* Begin Excerpt provided *

Do I Code or Read?

I was contemplating this for a while. I guess the problem with why I don’t have motivation for programming is that I lack confidence that I’ll go down the so called correct path with writing code that would be reusable with multiple iterations of a project. I tend to have a higher personal standard than programming at work, since there isn’t a predefined standard for quality of code. It does tend to free up a lot of time pondering the right way to do something when the expectation is to just do it and doesn’t matter what the quality of the product. I don’t know, I’ve gotten better at writing modular reusable code at work, but some tasks require highly specialized code that once written can not be applied to other code bases without rewriting or heavy refactoring.

* End Excerpt provided *

* Set problem 1: Pull out every line of the records below that contains the string "disc", and treat the match as case-sensitive.

* Begin Data *

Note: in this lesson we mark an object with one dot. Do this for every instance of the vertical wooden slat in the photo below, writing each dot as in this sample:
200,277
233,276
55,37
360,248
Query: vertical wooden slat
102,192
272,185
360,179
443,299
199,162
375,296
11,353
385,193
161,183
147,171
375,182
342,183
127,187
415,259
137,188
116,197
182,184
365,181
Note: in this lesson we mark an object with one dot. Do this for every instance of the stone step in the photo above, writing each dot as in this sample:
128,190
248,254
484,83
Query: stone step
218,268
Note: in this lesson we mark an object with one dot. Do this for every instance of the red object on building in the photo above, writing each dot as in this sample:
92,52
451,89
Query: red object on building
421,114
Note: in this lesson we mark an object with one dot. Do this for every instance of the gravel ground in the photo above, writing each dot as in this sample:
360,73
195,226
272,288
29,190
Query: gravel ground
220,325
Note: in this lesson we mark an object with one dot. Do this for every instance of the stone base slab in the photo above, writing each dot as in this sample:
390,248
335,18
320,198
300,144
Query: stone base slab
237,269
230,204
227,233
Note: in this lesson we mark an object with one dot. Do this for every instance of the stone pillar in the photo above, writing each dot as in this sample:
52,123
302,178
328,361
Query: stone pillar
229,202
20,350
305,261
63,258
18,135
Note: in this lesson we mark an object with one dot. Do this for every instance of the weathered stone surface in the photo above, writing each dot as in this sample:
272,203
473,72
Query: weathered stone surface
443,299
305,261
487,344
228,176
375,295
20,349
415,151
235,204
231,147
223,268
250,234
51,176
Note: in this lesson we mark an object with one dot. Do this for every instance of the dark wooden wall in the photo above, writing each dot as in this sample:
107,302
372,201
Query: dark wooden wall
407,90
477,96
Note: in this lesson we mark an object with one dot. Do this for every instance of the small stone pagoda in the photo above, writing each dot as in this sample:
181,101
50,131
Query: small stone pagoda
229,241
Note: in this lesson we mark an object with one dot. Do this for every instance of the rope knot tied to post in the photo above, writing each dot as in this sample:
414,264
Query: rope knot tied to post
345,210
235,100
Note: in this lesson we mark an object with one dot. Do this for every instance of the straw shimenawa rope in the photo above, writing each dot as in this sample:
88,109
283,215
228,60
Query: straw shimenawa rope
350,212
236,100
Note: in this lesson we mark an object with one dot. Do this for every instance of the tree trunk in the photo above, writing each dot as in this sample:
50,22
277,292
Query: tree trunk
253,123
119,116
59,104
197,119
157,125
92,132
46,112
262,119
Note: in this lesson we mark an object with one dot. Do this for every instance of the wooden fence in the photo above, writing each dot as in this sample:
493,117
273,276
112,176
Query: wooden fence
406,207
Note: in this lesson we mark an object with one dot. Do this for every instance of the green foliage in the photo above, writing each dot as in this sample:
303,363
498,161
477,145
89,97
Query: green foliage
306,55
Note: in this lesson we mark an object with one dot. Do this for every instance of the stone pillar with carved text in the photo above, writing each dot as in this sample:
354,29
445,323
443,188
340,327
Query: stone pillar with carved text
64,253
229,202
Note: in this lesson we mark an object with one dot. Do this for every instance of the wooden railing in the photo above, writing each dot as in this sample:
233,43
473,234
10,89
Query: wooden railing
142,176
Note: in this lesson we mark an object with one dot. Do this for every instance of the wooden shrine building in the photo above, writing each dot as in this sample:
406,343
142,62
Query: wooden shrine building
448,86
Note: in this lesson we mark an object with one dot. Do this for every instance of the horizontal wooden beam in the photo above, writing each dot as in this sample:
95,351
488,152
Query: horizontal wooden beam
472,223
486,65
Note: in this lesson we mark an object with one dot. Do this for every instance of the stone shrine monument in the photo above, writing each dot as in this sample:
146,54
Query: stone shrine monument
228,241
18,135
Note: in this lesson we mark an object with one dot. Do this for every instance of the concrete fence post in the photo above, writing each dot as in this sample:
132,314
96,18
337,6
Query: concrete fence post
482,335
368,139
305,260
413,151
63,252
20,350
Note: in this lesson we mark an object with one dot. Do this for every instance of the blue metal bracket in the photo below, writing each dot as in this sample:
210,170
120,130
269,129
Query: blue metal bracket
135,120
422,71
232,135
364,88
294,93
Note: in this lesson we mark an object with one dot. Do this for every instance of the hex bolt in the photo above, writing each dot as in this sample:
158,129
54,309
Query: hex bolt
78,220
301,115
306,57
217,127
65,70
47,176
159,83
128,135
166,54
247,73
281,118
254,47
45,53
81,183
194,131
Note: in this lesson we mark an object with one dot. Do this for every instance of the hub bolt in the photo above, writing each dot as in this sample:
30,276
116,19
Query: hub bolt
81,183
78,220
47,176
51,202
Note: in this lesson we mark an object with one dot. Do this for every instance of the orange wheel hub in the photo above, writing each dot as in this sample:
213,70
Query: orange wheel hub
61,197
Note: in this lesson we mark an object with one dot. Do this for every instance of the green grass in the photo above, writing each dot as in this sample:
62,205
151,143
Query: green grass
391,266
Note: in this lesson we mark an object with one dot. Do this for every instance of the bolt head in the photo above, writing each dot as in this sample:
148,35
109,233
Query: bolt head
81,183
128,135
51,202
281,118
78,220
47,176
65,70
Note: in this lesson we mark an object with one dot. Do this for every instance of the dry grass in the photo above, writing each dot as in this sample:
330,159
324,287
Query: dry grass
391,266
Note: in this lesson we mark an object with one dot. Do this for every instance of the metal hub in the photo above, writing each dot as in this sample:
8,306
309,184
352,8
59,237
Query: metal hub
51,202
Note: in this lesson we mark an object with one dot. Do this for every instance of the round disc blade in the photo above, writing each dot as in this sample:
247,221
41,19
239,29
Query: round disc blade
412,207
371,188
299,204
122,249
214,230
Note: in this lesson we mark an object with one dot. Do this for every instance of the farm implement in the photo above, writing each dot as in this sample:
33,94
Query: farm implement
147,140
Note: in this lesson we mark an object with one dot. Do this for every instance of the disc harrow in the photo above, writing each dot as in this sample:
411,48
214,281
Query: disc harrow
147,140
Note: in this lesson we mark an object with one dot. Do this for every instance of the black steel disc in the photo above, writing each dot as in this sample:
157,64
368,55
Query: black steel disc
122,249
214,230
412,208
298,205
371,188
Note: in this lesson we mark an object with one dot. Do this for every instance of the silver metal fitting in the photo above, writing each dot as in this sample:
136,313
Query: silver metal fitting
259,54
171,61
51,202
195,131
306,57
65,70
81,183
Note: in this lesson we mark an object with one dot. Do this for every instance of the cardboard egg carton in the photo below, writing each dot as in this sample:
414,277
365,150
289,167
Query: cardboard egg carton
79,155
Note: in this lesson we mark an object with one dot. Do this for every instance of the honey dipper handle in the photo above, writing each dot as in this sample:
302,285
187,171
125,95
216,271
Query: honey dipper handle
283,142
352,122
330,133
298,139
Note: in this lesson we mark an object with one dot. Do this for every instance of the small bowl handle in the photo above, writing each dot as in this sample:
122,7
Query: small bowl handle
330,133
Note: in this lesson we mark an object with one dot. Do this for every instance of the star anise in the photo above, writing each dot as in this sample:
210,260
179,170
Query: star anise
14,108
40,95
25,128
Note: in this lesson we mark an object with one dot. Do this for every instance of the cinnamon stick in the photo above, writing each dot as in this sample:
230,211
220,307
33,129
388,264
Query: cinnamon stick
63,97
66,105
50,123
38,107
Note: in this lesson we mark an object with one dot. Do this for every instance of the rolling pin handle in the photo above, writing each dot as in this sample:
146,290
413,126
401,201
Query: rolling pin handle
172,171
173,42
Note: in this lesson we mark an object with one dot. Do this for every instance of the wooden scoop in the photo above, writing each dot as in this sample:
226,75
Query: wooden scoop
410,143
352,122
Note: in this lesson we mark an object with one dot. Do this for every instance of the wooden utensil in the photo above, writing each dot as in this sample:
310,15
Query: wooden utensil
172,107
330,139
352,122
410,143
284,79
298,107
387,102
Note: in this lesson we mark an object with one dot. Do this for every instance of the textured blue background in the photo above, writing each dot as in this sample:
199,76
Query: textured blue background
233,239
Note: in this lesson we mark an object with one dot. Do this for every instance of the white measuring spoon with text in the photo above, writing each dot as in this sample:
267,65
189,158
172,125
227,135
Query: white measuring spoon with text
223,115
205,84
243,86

* End Data *
* Begin Data *

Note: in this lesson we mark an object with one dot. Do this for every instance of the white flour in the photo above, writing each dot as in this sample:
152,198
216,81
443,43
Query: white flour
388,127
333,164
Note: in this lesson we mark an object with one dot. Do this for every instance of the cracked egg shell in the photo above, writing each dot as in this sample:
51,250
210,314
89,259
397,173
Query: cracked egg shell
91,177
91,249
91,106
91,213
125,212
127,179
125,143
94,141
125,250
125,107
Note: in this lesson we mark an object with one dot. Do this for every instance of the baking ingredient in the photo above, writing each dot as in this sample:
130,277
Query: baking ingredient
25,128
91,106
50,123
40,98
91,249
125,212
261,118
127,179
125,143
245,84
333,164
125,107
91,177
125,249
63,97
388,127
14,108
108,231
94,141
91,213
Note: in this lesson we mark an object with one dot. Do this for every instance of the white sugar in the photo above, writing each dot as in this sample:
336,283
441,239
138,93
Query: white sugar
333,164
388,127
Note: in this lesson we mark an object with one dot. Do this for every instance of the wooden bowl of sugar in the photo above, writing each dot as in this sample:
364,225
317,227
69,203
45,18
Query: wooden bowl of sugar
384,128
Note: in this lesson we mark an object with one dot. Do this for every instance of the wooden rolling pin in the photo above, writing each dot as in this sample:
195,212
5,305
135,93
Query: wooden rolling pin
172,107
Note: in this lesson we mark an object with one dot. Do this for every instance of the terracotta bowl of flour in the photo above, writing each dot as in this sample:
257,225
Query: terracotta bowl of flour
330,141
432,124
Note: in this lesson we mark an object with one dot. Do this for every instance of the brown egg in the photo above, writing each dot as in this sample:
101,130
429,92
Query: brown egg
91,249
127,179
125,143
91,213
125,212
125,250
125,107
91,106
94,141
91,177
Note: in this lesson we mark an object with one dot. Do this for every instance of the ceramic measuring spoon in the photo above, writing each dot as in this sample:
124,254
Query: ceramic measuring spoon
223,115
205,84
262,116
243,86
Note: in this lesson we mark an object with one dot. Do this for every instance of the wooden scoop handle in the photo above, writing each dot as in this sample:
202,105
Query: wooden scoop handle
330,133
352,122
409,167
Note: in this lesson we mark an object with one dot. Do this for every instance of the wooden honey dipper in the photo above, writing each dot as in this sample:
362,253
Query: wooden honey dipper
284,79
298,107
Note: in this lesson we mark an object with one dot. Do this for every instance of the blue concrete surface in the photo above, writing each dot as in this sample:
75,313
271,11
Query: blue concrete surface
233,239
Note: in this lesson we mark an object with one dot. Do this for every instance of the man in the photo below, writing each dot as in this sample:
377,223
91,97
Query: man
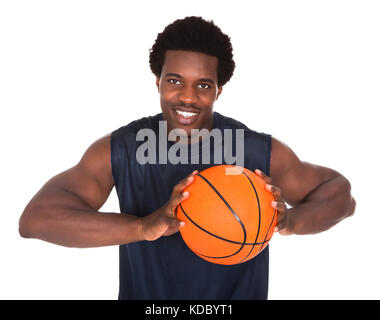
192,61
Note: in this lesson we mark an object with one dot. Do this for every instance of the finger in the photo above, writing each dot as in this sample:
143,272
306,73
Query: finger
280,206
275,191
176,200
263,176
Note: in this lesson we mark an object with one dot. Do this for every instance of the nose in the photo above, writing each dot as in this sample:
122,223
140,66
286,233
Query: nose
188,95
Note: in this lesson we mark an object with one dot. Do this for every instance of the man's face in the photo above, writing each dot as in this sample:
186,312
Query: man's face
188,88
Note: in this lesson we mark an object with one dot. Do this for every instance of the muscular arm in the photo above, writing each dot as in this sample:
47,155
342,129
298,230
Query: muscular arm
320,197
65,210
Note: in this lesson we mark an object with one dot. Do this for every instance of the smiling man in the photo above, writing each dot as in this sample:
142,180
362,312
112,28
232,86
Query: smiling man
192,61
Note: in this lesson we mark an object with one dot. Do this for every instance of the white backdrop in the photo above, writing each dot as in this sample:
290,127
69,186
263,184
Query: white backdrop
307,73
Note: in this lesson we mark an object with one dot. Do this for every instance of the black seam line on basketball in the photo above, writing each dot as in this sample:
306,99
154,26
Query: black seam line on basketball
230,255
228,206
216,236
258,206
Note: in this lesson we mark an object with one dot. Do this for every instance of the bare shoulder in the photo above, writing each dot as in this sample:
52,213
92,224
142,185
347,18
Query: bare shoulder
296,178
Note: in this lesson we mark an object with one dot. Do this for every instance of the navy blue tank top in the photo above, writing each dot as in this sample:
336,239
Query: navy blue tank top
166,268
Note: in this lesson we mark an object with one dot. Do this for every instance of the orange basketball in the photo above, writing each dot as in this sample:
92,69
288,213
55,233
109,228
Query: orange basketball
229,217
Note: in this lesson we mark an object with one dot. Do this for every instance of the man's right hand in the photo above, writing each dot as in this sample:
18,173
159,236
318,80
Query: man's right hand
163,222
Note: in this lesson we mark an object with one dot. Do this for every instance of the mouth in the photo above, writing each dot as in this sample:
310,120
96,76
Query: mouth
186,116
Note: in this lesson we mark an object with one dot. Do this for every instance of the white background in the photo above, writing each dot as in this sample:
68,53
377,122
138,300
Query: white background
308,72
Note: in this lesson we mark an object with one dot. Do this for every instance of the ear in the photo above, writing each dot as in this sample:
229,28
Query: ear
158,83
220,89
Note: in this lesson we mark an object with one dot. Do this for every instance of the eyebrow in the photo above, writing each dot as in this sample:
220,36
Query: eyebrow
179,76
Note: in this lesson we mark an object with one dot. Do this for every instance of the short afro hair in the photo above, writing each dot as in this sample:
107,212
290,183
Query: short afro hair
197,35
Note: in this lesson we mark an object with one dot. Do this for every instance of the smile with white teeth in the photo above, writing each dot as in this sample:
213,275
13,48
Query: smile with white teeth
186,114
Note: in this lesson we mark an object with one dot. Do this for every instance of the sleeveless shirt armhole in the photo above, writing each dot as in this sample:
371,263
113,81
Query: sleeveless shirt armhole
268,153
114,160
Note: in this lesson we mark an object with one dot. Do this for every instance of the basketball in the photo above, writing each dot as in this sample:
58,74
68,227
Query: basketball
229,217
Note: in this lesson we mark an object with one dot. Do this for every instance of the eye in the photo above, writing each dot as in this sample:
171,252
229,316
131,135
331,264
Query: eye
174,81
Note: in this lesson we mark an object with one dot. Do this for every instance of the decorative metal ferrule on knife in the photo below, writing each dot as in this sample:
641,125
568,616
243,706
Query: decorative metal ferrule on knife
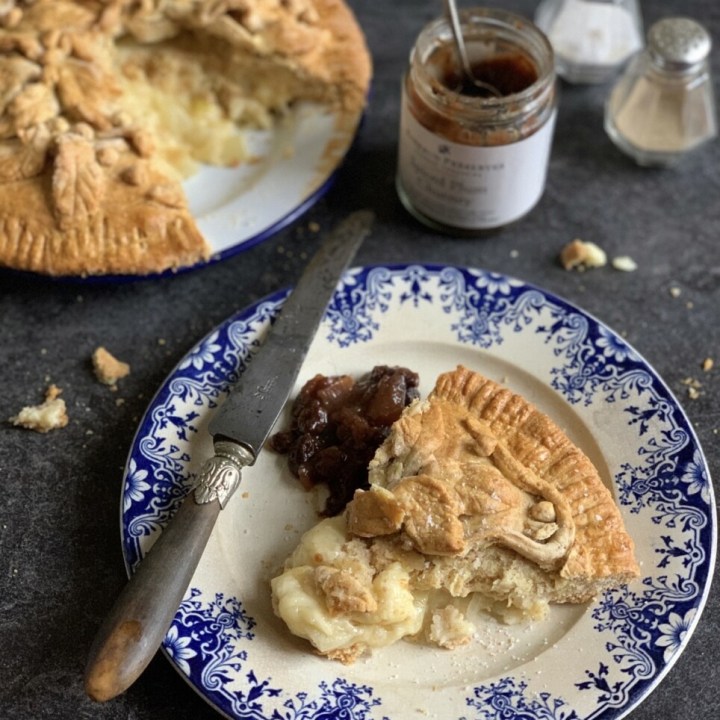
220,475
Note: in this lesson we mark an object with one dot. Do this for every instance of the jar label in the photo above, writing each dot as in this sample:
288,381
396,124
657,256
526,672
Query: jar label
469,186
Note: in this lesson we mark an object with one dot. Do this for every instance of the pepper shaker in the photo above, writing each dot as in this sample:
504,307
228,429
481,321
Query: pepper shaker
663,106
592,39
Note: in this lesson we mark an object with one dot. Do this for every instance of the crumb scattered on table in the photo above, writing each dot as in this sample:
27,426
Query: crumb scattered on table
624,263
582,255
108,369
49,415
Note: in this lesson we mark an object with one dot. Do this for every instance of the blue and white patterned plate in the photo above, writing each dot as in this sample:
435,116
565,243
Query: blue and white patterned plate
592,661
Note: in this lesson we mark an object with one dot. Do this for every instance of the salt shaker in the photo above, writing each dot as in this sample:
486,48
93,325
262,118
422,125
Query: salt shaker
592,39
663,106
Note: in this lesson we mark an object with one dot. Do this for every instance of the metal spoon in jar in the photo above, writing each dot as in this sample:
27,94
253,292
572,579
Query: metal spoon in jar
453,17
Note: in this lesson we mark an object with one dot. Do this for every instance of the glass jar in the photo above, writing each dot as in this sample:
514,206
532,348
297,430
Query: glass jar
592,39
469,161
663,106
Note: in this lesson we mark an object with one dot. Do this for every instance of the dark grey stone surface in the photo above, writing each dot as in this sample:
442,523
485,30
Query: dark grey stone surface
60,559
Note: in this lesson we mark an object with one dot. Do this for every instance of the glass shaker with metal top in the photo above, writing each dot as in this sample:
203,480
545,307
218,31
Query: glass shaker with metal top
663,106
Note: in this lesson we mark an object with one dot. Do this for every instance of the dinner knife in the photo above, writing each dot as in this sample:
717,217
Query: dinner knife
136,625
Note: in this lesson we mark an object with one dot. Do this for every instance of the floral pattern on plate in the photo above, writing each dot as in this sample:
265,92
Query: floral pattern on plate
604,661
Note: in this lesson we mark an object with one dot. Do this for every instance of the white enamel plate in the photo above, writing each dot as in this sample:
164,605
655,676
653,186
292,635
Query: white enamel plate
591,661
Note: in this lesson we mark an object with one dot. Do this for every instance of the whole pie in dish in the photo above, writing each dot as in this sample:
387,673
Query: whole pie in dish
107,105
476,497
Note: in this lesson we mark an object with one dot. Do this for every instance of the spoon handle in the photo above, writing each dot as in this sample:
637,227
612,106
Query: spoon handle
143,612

* End Data *

* Set problem 2: In the post about choosing between coding and reading, what reason does the writer give for lacking motivation for programming?

* Reply 1:
Note: in this lesson we mark an object with one dot. Do this for every instance of the round disc blade in the photo above, writing each dot as in this sample:
Query: round disc blade
Note: in this lesson we mark an object with one dot. Do this for every instance of the disc harrow in the photo above, writing each dot as in this sample:
Query: disc harrow
Note: in this lesson we mark an object with one dot. Do this for every instance of the black steel disc in the photo above, writing each dot as in this sample:
Query: black steel disc

* Reply 2: The writer lacks confidence about going down the so-called correct path, meaning writing code that would be reusable across multiple iterations of a project.